Source |
┄┄┄┄┄┄
What’s most fascinating about this Cosmo time capsule — which has grown so old in its eight years that it only exists as a scanned copy of the physical magazine’s pages — isn’t the accuracy of Bey’s predictions, but the fact that she was so candid, she basically revealed the blueprint (insert ironic Jay Z reference here) for her future world domination.

The Beyoncé we know today is a ***Flawless, self-assured woman who barely deigns to release a PR statement, instead smushing rumors under her stilettos with a coy Instagram post (the “J+B” nail art to counter divorce murmurs) or snappy lyrical allusion (“Of course sometimes shit goes down when it’s a billion dollars on the elevator”).

But the young, 24-year-old woman who’d only recently broken out of Destiny’s Child, the group she’d anchored since age nine, told Cosmo a bit more than her future self would allow. She stressed not talking about your relationship in public… while talking about her relationship in public:

I don’t try to hide [my relationship with Jay Z]. There’s nothing to hide. People see us, but we just don’t talk about it, and I think that’s absolutely helped us. The minute you start talking about it, that’s all people want to talk about. And then the really big rumors start happening.

Her feminist roots showed beautifully and gracefully: “I’m both [a guys’ girl and a girls’ girl]. I usually go out with a bunch of guys… to dinner or a movie or a party. But I think it’s important for women to be around other women and learn from each other.” She also spoke, refreshingly, about her strict diet — admitting to a lack of perfection that clashes, just a wee bit, with “I woke up like this”:

I love food. I grew up in Texas with these big portions of good food. For the last month, I’ve just been decorating my house and enjoying life and eating anything. But next week, I start rehearsing, so I’ll start running again and eating healthy four times a day, cutting back on carbs, anything white, anything that tastes too good.

Anything that tastes too good? No wonder she could put a giant picture of her ass in the BEYONCÉ album art.
┄┄┄┄┄┄
Records supplied |
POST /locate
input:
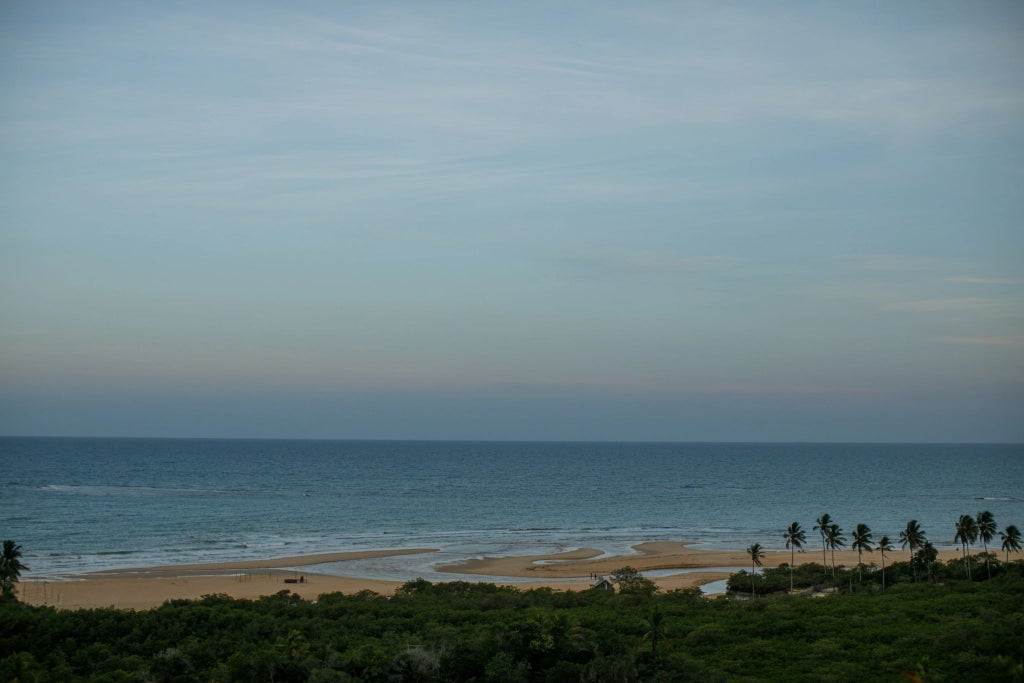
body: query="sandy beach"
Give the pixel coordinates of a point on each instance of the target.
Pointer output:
(151, 587)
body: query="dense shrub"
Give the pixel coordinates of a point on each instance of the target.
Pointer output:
(957, 630)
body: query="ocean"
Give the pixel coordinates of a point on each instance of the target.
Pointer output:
(79, 505)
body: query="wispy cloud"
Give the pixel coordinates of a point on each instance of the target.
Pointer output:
(983, 341)
(898, 262)
(941, 305)
(983, 281)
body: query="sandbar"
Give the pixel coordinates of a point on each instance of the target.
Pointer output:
(151, 587)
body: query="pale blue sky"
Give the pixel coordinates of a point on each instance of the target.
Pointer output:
(671, 221)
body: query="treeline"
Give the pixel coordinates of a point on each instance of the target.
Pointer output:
(479, 632)
(812, 577)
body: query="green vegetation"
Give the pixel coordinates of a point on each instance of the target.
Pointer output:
(480, 632)
(10, 567)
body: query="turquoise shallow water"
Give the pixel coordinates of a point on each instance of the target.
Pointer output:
(78, 505)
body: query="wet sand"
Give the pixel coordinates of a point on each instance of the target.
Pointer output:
(147, 588)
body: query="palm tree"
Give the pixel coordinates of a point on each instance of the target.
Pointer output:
(821, 527)
(967, 532)
(795, 539)
(10, 566)
(1011, 540)
(885, 545)
(655, 630)
(861, 542)
(913, 537)
(986, 529)
(835, 538)
(757, 553)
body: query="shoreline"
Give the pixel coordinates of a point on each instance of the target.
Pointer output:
(145, 588)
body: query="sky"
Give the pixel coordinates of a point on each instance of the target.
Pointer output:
(530, 220)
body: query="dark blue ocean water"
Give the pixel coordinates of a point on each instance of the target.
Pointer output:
(84, 504)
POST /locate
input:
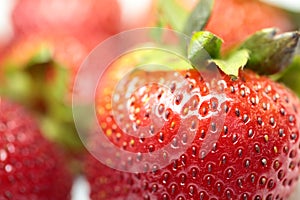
┄┄┄┄┄┄
Work to be completed | Write out the passage on Beyoncé's Cosmo interview word for word, starting at "But the young, 24-year-old" and ending after "rumors start happening.". Work only from the text about Beyoncé's early Cosmo interview.

Answer in full |
But the young, 24-year-old woman who’d only recently broken out of Destiny’s Child, the group she’d anchored since age nine, told Cosmo a bit more than her future self would allow. She stressed not talking about your relationship in public… while talking about her relationship in public:

I don’t try to hide [my relationship with Jay Z]. There’s nothing to hide. People see us, but we just don’t talk about it, and I think that’s absolutely helped us. The minute you start talking about it, that’s all people want to talk about. And then the really big rumors start happening.